PARTS OF THE EXERCISE -
1. In the infrastructure article below, what is pushing public sector leaders to adopt new project delivery methods?
2. Continue the infrastructure article below, starting after its last sentence.

The Quiet Revolution: Building the future from the ground up

Posted by Mary Scott Nabers on Friday, April 24th, 2026

Big changes and big needs are emerging so quickly; it seems appropriate to pause and consider some of the monumental issues facing public officials and government at large.

The country has entered an era where infrastructure is no longer just roads, bridges, and buildings. America’s infrastructure is power, water, data, resilience, mobility, defense, cybersecurity, and private capital – all converging, many with immediate needs.

Government funding gaps are pushing public sector leaders to embrace new project delivery methods, including Public-Private Partnerships (P3s), Progressive Design-Build, Construction Manager at Risk (CMAR), Availability Payments, Outcome Based Contracts, Progressive P3s, and privately financed infrastructure.

Infrastructure has expanded beyond toll roads into courthouses, civic service campuses, broadband, energy systems, water facilities, schools, airports, cybersecurity, and data. Public-Private collaborations now extend beyond traditional infrastructure into digital infrastructure, artificial intelligence (AI), Innovation Ecosystems, and content data platforms that provide instant citizen services.

DATASET SECTION -
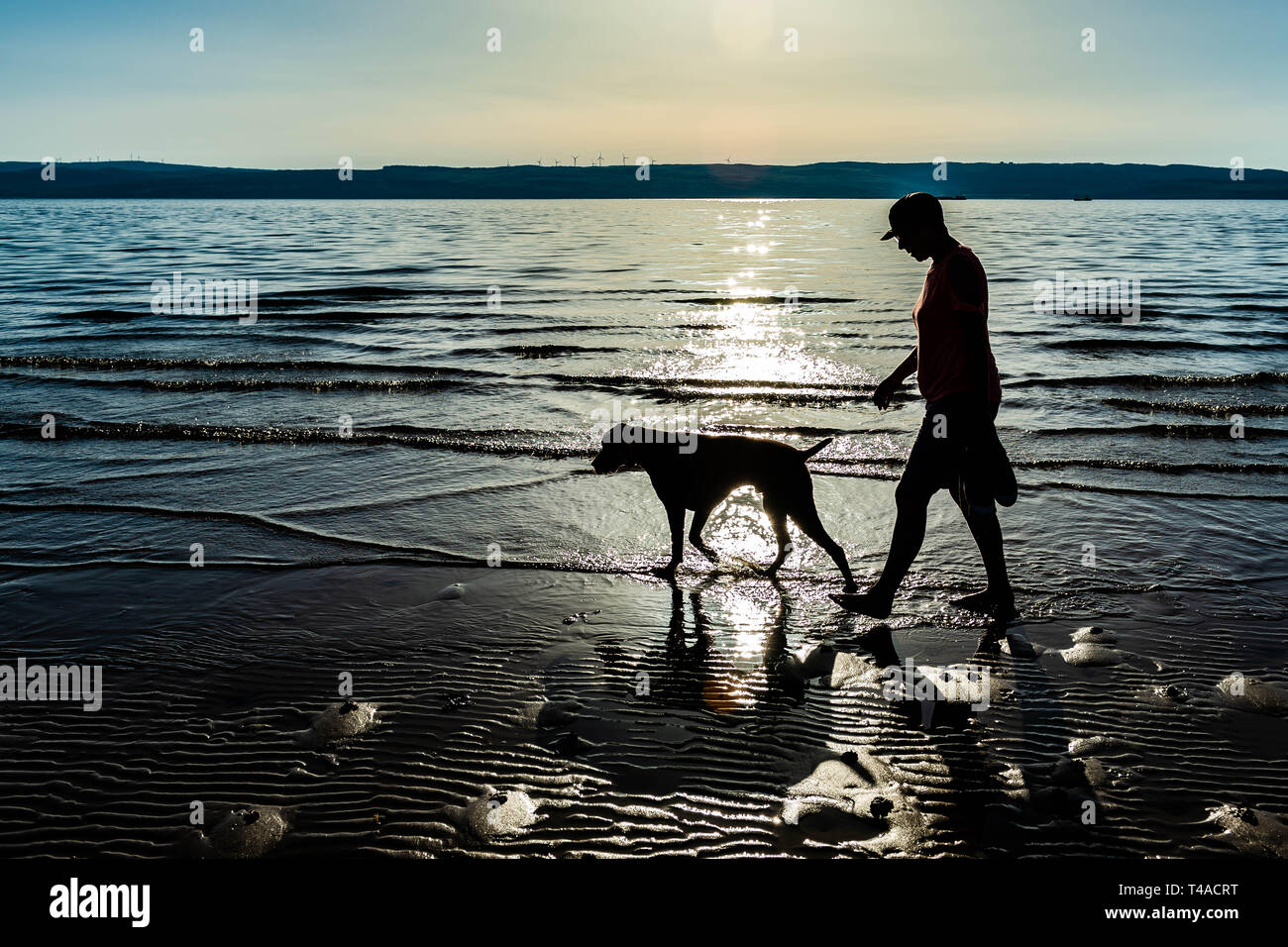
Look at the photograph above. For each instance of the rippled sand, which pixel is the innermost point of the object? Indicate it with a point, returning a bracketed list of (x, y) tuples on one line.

EXPECTED ANSWERS -
1. Government funding gaps.

2.
Opportunities are emerging rapidly for firms that can finance, operate, maintain, consolidate, and assume risk while bringing the latest technology. Most large projects today require much more than just engineering and construction.

Power is becoming an immediate critical infrastructure issue. AI, data centers, electrification, reshoring, EVs, and advanced manufacturing are driving massive new demand for power. Harvard’s Belfer Center cites projections from the Lawrence Berkeley National Lab saying that U.S. data center electricity demand could rise from 176 TWh in 2023 to 580 TWh by 2028. That is a huge transition in a very short time period. Public officials throughout America are already grappling with how to meet that amount of demand.

At the federal level, the Department of Energy (DOE), the military, and other agencies are moving toward nuclear deployment and other fuel programs. Battery storage, however, is becoming the bridge between intermittent renewables and 24/7 power demand. Geothermal, especially enhanced geothermal, is gaining attention as firm, clean baseload power. Biofuels and renewable natural gas are popular with airports, fleets, ports, wastewater plants, and agricultural regions. DOE touts hydrogen as a flexible energy carrier produced from nuclear, renewables, or fossil resources with carbon capture.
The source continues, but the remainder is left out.